## Task directions:
Search the entries for the word "barrel". Copy every line where it turns up.

(Dataset entries)
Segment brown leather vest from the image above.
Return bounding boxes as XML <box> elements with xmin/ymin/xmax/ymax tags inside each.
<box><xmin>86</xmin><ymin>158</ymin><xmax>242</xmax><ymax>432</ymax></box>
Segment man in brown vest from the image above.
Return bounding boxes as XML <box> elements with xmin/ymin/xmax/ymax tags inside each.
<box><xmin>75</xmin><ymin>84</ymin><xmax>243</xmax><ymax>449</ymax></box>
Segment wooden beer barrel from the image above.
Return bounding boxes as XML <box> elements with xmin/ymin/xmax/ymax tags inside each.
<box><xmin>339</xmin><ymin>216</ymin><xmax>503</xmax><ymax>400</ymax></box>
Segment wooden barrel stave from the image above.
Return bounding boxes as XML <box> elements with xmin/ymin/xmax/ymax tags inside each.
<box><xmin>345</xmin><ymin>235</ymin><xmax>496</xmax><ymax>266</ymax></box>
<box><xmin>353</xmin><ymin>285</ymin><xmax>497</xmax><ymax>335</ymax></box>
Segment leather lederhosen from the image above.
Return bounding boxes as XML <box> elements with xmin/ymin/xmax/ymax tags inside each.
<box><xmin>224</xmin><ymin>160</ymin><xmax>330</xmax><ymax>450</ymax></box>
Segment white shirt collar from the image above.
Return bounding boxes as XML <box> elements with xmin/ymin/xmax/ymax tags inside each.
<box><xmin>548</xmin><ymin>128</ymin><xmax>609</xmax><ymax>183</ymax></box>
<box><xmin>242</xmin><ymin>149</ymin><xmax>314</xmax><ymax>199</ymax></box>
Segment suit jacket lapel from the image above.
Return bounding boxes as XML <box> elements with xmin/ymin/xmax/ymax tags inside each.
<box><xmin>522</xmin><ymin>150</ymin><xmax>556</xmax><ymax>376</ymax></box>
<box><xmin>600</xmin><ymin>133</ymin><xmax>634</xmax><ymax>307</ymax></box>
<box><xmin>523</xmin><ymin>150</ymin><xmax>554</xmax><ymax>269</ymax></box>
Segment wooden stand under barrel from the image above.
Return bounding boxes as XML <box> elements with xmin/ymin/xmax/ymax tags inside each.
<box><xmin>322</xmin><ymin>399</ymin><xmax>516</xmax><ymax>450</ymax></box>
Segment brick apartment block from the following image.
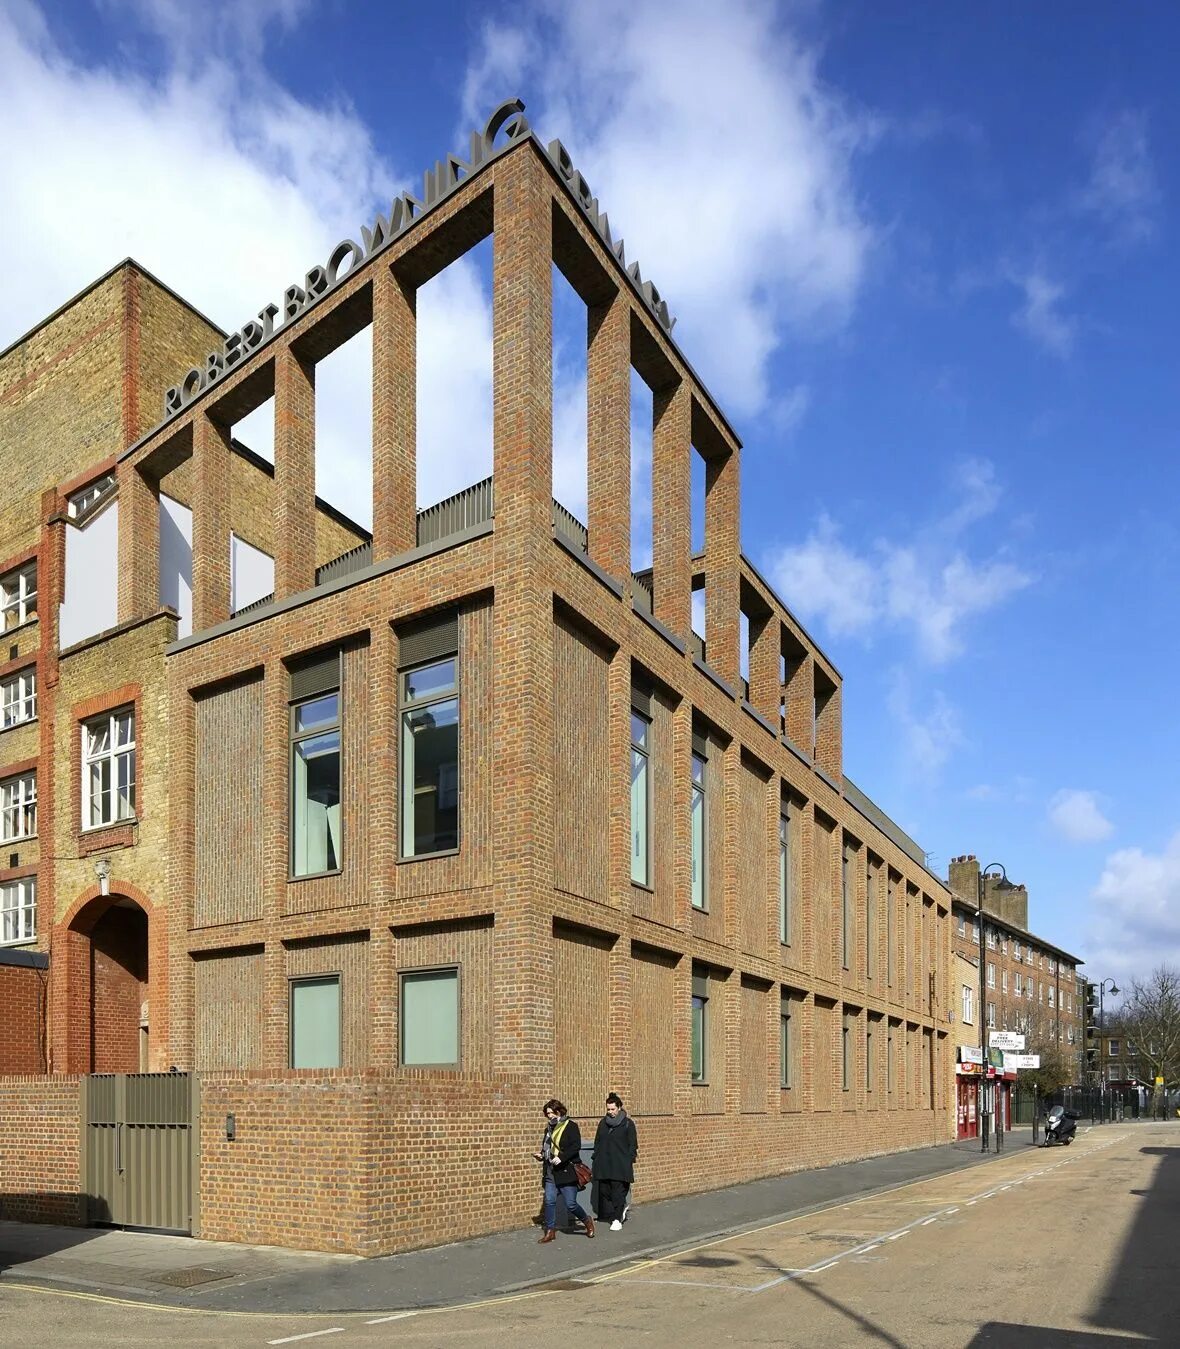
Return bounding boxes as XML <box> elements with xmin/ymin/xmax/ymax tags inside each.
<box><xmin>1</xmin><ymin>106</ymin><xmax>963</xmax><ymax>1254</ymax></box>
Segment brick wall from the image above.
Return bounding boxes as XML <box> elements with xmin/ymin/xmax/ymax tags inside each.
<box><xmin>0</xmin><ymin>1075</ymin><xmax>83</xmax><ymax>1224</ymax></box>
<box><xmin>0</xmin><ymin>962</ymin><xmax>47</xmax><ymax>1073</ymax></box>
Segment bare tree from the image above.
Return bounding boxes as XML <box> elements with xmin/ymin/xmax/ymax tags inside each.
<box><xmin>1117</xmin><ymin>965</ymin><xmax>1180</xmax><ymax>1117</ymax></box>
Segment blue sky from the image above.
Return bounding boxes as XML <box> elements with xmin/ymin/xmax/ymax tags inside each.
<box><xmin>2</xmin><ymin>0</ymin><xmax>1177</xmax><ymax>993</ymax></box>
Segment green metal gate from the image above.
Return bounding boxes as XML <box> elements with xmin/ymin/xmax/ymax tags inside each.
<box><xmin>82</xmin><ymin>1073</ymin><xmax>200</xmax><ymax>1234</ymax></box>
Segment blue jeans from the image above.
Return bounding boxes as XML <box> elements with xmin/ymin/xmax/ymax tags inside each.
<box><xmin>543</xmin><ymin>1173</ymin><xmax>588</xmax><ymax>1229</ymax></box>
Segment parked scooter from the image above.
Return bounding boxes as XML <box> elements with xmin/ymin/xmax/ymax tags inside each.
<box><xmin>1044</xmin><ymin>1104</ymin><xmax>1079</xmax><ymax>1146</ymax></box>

## Response area:
Segment wooden beer barrel from the image above.
Segment wooden barrel stave from the image above.
Segment wooden stand under barrel from the image above.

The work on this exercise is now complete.